*** MATERIAL FOR THIS TASK

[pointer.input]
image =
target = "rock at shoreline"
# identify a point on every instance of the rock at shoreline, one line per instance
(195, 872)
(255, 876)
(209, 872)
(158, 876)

******

The records shown earlier should all be returned verbatim.

[pointer.input]
image =
target = "rock at shoreline"
# identify a point on every instance of the rock at shoreline, one line per instance
(195, 872)
(255, 876)
(209, 872)
(158, 876)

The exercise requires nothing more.